» Text passage:
=====

Recently, we had a new 92% efficient Lennox furnace and a new Lennox air conditioning unit installed here in Winnipeg . For myself, the furnace not using the chimney is something new but the intake/outlet vents installed, basically at ground level, work very well.
There is an odd situation, however, with the new air conditioner. The heating contractor that installed the unit has looked at it several times and after changing the control board, which didn’t correct this situation, their best guess is that it’s a thermostat issue. I will probably be getting a new thermostat this summer for our single story house. The furnace fan is a 4 speed operation and we run the low speed continuously to maintain some air movement in the house. When the thermostat calls for cooling, in the summer, the furnace fan switches to high speed, stage 4, and the outside unit starts running. Approximately every 20 minutes, the furnace fan completely shuts off, very briefly for 2 or 3 seconds, but the outside unit keeps running. After that brief pause the furnace fan goes straight back to stage 4, high speed.

=====

Stored data entries
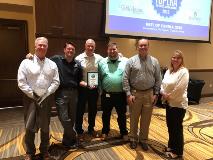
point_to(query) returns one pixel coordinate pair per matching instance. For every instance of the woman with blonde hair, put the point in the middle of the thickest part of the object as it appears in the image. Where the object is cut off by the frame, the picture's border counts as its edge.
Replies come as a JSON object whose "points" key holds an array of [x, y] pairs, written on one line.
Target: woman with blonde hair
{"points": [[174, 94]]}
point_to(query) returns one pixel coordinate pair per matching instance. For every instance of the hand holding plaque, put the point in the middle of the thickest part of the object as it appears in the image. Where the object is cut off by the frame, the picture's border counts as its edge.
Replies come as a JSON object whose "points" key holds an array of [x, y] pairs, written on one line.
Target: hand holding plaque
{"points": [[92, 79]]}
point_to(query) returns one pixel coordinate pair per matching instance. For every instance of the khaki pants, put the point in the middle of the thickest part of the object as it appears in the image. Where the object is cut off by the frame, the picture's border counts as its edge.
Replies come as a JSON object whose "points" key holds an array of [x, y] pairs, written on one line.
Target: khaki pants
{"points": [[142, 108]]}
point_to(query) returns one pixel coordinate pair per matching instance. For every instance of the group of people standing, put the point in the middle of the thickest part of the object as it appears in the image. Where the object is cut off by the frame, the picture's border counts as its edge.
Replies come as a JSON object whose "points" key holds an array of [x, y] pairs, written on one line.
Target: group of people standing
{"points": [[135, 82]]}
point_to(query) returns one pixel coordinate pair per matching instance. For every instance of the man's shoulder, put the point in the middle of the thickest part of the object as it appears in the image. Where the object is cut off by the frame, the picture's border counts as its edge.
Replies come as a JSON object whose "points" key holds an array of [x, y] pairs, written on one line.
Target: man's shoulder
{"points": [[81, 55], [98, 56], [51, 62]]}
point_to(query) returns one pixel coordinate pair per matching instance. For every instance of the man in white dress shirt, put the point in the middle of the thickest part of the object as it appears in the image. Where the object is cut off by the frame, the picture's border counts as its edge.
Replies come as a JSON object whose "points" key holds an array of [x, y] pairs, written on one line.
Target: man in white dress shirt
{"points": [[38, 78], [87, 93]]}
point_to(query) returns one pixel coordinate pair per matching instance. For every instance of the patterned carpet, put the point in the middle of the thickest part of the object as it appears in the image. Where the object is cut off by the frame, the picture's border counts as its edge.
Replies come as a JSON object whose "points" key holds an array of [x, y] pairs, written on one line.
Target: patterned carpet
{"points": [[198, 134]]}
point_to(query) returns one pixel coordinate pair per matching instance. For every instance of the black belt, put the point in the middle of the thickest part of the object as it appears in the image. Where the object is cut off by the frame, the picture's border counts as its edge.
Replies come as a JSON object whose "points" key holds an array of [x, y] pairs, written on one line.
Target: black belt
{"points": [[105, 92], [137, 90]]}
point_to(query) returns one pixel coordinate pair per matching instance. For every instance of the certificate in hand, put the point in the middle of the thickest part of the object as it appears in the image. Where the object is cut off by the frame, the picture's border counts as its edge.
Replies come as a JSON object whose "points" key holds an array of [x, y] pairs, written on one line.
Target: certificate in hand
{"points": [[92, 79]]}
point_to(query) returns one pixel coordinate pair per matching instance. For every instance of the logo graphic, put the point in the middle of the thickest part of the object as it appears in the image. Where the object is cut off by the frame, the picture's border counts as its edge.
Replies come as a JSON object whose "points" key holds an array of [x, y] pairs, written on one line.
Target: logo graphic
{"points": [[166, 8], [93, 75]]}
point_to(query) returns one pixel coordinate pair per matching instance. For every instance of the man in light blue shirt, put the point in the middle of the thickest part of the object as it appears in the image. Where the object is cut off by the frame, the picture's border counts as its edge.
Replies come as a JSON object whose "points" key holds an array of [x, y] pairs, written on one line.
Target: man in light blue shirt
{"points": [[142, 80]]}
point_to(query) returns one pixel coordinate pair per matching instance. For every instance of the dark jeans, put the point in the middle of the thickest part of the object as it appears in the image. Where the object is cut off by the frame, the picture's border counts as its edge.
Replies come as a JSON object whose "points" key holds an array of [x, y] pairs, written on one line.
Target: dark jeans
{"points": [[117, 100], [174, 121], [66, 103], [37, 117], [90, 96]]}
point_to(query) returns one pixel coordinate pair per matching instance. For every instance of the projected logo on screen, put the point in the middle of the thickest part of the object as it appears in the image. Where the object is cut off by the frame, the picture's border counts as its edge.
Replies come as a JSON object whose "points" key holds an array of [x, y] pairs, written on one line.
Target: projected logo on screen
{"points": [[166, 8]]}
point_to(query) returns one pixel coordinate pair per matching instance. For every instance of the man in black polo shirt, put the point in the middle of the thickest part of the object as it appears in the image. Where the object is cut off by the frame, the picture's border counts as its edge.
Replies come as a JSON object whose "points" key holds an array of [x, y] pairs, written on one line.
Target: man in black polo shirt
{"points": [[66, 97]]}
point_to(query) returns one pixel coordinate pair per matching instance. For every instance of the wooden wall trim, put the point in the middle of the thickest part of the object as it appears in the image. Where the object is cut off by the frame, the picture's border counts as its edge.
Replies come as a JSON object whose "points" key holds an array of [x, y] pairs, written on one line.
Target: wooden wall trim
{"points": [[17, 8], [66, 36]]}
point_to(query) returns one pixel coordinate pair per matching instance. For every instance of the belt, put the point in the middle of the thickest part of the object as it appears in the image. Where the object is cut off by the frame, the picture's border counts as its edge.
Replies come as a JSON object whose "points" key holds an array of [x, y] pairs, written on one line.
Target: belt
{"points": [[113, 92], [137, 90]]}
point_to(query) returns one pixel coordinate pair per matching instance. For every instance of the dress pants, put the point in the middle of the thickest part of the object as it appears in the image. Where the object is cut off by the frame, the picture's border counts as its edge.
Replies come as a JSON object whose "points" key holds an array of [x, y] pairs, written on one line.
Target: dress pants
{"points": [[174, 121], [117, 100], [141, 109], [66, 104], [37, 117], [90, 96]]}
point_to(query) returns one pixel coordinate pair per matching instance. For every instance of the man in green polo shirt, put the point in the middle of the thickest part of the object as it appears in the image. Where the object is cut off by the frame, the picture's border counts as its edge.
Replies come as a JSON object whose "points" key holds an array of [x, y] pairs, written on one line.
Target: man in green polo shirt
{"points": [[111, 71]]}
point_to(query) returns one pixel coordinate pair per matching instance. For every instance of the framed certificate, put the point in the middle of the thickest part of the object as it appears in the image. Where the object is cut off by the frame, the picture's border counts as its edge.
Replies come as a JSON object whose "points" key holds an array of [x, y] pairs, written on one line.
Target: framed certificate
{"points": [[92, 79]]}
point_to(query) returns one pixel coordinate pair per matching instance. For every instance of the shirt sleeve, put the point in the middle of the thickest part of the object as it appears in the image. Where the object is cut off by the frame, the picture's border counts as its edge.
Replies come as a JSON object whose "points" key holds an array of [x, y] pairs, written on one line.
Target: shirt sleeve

=====

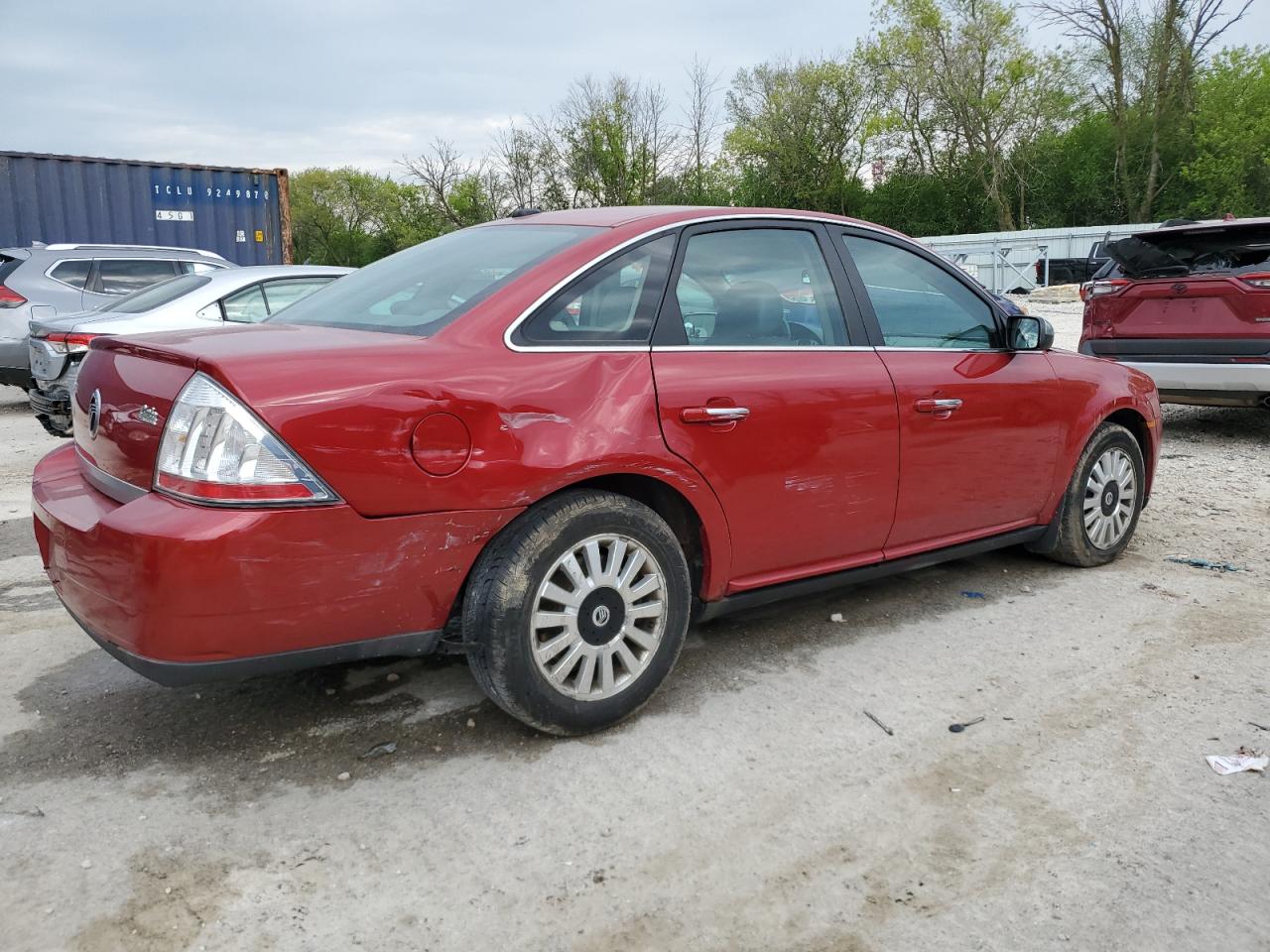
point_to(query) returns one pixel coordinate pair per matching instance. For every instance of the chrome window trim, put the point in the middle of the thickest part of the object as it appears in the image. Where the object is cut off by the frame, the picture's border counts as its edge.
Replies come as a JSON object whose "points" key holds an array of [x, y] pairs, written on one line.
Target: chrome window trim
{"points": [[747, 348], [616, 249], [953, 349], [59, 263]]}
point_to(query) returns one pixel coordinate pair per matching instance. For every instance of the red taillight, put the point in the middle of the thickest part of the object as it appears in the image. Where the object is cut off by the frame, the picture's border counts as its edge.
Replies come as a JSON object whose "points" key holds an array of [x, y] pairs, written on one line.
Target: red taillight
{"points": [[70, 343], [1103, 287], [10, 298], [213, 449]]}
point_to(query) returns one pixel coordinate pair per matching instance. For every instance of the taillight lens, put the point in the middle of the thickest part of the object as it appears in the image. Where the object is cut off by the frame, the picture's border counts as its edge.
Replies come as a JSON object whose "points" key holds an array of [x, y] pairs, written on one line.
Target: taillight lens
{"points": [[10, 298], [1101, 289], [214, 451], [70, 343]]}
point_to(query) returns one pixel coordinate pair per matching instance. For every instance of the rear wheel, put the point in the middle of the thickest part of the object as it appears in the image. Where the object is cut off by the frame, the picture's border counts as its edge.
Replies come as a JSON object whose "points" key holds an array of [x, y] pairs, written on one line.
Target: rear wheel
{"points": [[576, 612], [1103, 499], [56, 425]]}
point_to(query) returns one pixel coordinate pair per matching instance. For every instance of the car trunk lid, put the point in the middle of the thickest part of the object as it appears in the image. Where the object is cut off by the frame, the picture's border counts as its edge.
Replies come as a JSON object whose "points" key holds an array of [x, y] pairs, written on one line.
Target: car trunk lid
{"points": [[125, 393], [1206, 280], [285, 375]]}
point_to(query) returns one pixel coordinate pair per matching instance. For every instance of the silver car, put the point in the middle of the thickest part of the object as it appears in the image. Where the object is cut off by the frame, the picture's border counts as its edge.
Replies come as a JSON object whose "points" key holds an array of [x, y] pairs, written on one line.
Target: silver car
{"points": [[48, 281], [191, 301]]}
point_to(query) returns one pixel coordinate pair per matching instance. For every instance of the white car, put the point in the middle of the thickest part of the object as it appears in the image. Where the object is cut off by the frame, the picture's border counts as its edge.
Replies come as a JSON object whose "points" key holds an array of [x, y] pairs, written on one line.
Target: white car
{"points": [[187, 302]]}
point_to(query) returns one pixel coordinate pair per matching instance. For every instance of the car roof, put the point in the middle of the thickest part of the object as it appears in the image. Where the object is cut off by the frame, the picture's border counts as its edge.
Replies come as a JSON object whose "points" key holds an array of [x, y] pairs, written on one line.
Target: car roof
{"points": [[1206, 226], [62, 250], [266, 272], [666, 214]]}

=====

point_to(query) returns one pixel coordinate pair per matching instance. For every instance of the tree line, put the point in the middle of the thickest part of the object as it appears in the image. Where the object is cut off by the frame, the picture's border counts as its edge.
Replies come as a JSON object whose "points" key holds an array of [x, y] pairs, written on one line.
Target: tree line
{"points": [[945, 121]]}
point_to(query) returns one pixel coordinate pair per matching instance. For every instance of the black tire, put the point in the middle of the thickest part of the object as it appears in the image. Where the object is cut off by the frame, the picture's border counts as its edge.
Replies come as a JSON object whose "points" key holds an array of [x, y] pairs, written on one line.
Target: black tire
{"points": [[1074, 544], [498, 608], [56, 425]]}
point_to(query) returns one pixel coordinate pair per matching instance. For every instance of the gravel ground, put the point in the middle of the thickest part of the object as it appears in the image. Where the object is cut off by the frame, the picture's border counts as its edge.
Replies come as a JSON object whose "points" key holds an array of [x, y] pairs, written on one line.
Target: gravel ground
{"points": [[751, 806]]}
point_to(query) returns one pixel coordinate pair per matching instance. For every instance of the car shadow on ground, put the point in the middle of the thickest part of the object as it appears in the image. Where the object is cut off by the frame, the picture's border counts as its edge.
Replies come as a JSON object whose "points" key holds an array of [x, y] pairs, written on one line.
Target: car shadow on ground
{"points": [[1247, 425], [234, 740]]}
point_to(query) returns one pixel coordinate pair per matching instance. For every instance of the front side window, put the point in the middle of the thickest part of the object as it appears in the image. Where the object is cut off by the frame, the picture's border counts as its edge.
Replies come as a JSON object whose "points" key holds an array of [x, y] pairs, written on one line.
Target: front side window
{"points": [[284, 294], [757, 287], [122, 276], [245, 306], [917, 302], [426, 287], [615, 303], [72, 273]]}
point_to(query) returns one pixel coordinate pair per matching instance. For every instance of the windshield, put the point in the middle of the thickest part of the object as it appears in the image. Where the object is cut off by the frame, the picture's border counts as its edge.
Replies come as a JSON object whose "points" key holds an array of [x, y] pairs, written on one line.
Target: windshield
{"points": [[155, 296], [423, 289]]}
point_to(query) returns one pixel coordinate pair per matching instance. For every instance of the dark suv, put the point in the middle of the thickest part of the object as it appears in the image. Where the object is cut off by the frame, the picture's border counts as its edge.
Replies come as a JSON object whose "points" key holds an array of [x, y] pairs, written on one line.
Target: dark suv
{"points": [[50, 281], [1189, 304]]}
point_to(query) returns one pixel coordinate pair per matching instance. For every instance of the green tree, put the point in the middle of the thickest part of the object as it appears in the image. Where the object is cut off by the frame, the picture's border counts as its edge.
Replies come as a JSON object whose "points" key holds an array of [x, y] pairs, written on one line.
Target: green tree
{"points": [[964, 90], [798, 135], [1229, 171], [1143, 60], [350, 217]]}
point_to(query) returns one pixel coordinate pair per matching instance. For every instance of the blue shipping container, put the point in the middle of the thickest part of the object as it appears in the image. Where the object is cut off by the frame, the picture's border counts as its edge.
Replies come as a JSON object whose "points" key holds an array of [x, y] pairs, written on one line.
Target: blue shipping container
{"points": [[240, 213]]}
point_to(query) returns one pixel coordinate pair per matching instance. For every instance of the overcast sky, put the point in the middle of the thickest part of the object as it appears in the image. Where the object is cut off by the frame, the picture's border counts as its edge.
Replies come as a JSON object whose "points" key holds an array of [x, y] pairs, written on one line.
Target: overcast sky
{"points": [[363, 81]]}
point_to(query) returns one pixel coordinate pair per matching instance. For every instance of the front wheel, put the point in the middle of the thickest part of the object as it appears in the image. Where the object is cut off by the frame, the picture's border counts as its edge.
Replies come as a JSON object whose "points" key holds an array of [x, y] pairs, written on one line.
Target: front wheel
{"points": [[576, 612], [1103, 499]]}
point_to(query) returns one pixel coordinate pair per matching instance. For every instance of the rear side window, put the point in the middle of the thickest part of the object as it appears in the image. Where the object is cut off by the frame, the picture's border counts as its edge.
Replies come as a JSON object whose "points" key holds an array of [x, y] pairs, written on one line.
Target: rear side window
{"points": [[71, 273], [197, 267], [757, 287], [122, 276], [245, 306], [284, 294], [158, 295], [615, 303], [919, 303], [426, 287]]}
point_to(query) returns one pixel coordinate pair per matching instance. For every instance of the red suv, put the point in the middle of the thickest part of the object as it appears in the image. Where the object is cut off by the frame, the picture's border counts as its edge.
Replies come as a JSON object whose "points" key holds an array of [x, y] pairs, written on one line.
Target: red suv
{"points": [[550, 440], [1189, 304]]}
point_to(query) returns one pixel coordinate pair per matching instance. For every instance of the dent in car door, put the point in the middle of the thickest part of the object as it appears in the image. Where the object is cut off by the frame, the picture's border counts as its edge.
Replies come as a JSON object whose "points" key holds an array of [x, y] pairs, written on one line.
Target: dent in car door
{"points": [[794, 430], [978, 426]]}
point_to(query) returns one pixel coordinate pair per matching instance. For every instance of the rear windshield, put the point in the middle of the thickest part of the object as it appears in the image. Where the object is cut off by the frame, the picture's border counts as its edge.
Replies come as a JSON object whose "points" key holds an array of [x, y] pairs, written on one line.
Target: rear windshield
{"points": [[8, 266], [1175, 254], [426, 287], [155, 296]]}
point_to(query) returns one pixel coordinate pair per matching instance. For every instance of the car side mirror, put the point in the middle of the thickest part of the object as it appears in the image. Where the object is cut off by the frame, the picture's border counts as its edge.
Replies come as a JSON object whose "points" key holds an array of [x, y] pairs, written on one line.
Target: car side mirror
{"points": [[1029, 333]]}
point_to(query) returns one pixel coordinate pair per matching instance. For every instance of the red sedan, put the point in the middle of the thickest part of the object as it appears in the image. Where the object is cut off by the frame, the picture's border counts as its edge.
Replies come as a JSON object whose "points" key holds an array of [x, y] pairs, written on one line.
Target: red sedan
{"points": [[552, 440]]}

=====

» Problems to solve:
A - In the text about the new furnace and air conditioner, how long does the furnace fan stay off when it shuts down about every 20 minutes?
B - Repeat the furnace and air conditioner text from "Recently, we had" up to and including "work very well.", switching "Winnipeg" to "Calgary".

» Written responses:
A - Very briefly, for 2 or 3 seconds.

B -
Recently, we had a new 92% efficient Lennox furnace and a new Lennox air conditioning unit installed here in Calgary . For myself, the furnace not using the chimney is something new but the intake/outlet vents installed, basically at ground level, work very well.